Let $X$ be a compact Hausdorff space; let $\left\{ A_n \right\}$ be a countable collection of closed sets of $X$. If each set $A_n$ has empty interior in $X$, then the union $\bigcup A_n$ has empty interior in $X$.

How to show this fact? What if we have an uncountable collection of closed sets, each set having empty interior? Does the conclusion still hold?

My effort:

First a preliminary result:

Let $X$ be a compact Hausdorff space, and let $A$ be a closed subset of $X$. If $U$ is a non-empty open set in $X$ such that $U \not\subset A$, then there is a non-empty open set $V$ in $X$ such that $\overline{V} \subset U-A$, that is, $\overline{V} \subset U$ and $\overline{V} \cap A = \emptyset$.

Am I right?

Proof:

Since $U \not\subset A$, the set $U - A$ is non-empty. Let $x \in U-A$.

Let us put $$ B \colon= A \cup (X-U). \tag{Definition 0} $$ Then $B$ is closed in $X$, and also $x \not\in B$.

Now since $X$ is compact and since $B$ is closed in $X$, therefore $B$ is also compact (as a subspace of $X$), by virtue of Theorem 26.2 in Munkres.

[Dataset rows]
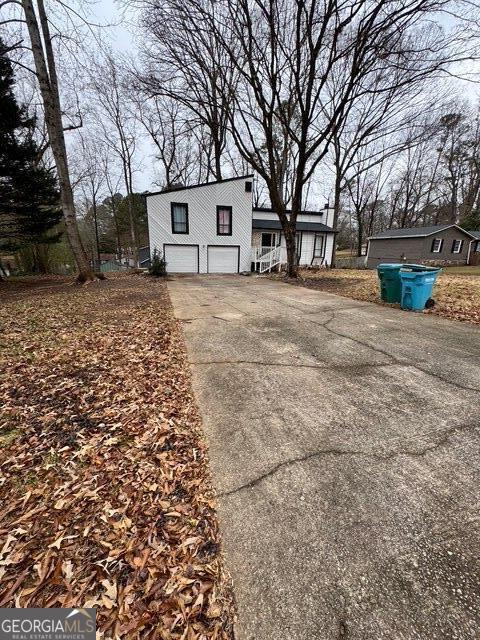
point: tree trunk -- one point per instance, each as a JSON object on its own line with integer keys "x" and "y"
{"x": 133, "y": 231}
{"x": 47, "y": 78}
{"x": 117, "y": 229}
{"x": 359, "y": 237}
{"x": 292, "y": 267}
{"x": 97, "y": 241}
{"x": 336, "y": 212}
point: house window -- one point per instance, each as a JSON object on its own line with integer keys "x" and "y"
{"x": 457, "y": 246}
{"x": 269, "y": 239}
{"x": 318, "y": 246}
{"x": 179, "y": 212}
{"x": 224, "y": 221}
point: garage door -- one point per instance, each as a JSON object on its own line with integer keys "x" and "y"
{"x": 181, "y": 258}
{"x": 223, "y": 259}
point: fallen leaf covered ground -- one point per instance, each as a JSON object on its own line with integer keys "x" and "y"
{"x": 104, "y": 483}
{"x": 457, "y": 296}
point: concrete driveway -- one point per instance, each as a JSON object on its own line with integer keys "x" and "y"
{"x": 344, "y": 447}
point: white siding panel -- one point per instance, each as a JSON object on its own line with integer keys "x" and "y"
{"x": 181, "y": 258}
{"x": 223, "y": 259}
{"x": 202, "y": 209}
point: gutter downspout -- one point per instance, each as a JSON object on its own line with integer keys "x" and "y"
{"x": 470, "y": 249}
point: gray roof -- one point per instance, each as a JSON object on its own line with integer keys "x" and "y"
{"x": 417, "y": 232}
{"x": 301, "y": 226}
{"x": 147, "y": 194}
{"x": 303, "y": 213}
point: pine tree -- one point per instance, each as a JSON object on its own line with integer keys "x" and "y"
{"x": 29, "y": 197}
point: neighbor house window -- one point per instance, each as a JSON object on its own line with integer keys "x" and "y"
{"x": 179, "y": 217}
{"x": 318, "y": 247}
{"x": 224, "y": 221}
{"x": 457, "y": 246}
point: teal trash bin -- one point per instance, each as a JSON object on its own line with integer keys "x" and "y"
{"x": 390, "y": 283}
{"x": 417, "y": 286}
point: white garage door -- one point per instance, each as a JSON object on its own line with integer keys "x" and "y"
{"x": 223, "y": 259}
{"x": 181, "y": 258}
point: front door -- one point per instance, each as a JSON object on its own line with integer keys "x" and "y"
{"x": 269, "y": 240}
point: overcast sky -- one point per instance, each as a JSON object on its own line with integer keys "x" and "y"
{"x": 123, "y": 38}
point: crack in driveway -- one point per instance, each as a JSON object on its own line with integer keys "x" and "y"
{"x": 334, "y": 451}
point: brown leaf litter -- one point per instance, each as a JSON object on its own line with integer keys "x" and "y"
{"x": 457, "y": 297}
{"x": 106, "y": 493}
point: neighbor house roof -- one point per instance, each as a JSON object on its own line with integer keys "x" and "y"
{"x": 195, "y": 186}
{"x": 417, "y": 232}
{"x": 301, "y": 226}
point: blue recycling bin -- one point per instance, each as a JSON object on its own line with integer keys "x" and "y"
{"x": 417, "y": 286}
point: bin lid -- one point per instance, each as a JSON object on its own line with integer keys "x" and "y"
{"x": 420, "y": 267}
{"x": 390, "y": 265}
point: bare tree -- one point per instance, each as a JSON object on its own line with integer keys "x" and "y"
{"x": 46, "y": 72}
{"x": 119, "y": 131}
{"x": 187, "y": 65}
{"x": 282, "y": 56}
{"x": 171, "y": 132}
{"x": 92, "y": 182}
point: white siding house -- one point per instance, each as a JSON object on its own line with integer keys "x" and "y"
{"x": 212, "y": 228}
{"x": 191, "y": 226}
{"x": 315, "y": 236}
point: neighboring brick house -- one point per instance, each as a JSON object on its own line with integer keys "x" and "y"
{"x": 440, "y": 244}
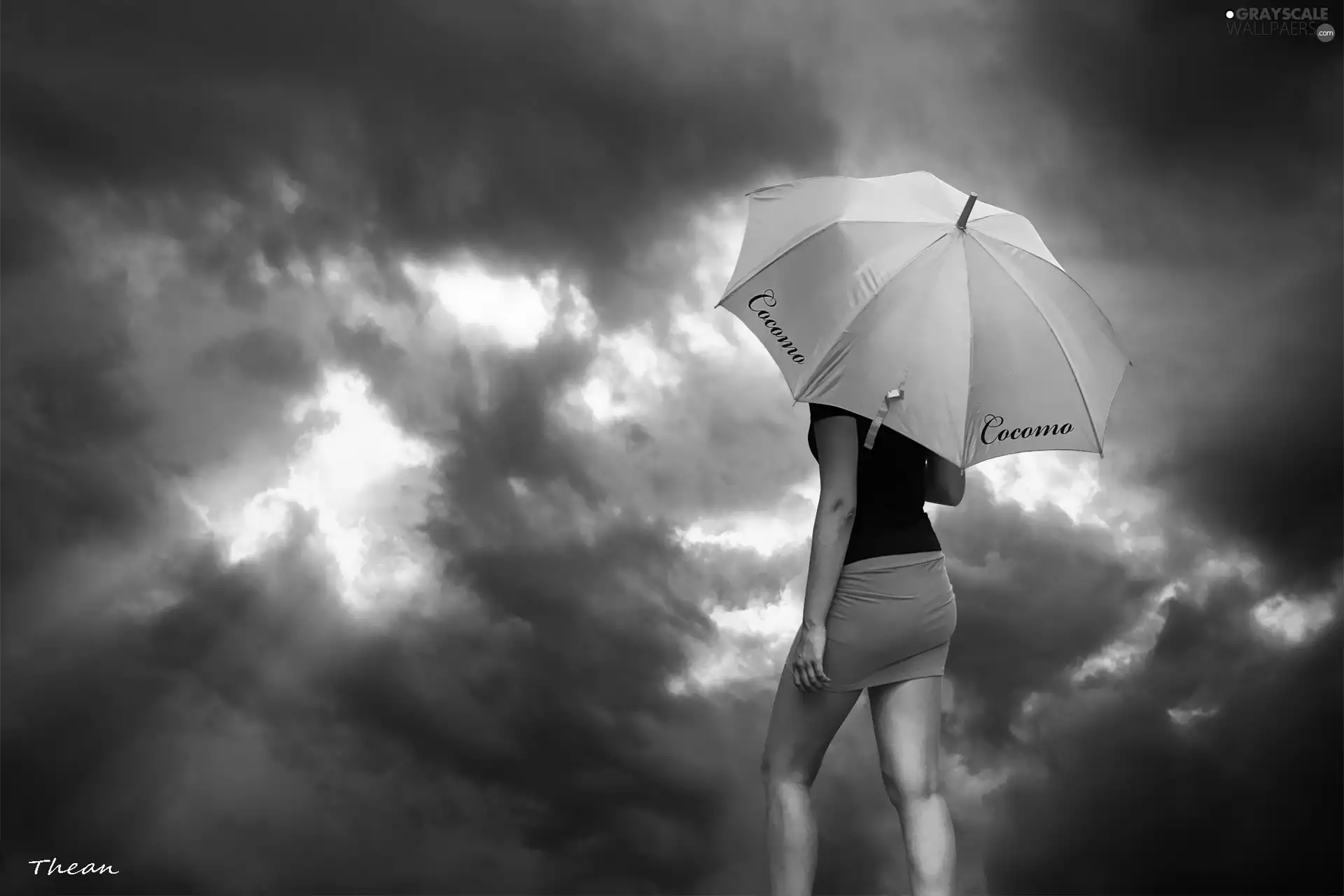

WHAT TO WORK ON:
1. In the post on closed sets with empty interior in a compact Hausdorff space, transcribe the passage that begins at the words "Since $U \not\subset" and stops after the words "also $x \not\in B$.".
2. Write the next part of the post on closed sets with empty interior in a compact Hausdorff space, picking up after its final sentence.

TASK-BY-TASK ANSWERS:
1.
Since $U \not\subset A$, the set $U - A$ is non-empty. Let $x \in U-A$.

Let us put $$ B \colon= A \cup (X-U). \tag{Definition 0} $$ Then $B$ is closed in $X$, and also $x \not\in B$.

2.
Since $X$ is a Hausdorff space, since $x \in X$, and since $B$ is a compact subspace of $X$ such that $x \not\in B$, therefore by Lemma 26.4 in Munkres there are open sets $V$ and $W$ in $X$ such that $$ x \in V, \qquad B \subset W, \qquad \mbox{ and } \qquad V \cap W = \emptyset. \tag{1} $$ Therefore we have $$ \begin{align} X- W &\subset X-B \qquad \mbox{ [because $B \subset W \subset X$] } \\ &= X - \big( A \cup (X-U) \big) \qquad \mbox{ [by (Definition 0) above ] } \\ &= (X-A)\cap \big( X-(X-U) \big) \qquad \mbox{ [a DeMorgan's law] } \\ &= (X-A) \cap U \\ & \qquad \mbox{ [the compelement of the complement set $U\subset X$ equals $U$ itself] }\\ &= U-A \qquad \mbox{ [a set-theoretic identity] }, \end{align} $$ that is, $$ X-W \subset U-A; \tag{2} $$ and also from (1) we have $$ V \subset X-W. $$

Moreover, since $X-W$ is closed in $X$ and since $V \subset X - W$, therefore we can also conclude that $$ \overline{V} \subset X-W. \tag{3} $$

Thus from (1), (2), and (3) above we obtain $$ x \in V \subset \overline{V} \subset X-W \subset U-A. $$

That is, $V$ is a non-empty open set in $X$ and $\overline{V} \subset U-A$, as required.

Is this proof correct?

Now for the main proof:

Let us put $$ A \colon= \bigcup A_n . \tag{A} $$

We show that $A$ has empty interior. For this, we show that there is no non-empty open set $U$ in $X$ such that $U \subset A$.

Let $U$ be any non-empty open set in $X$.

Let us put $$V_0 \colon= U. \tag{0} $$ This is just for notational convenience.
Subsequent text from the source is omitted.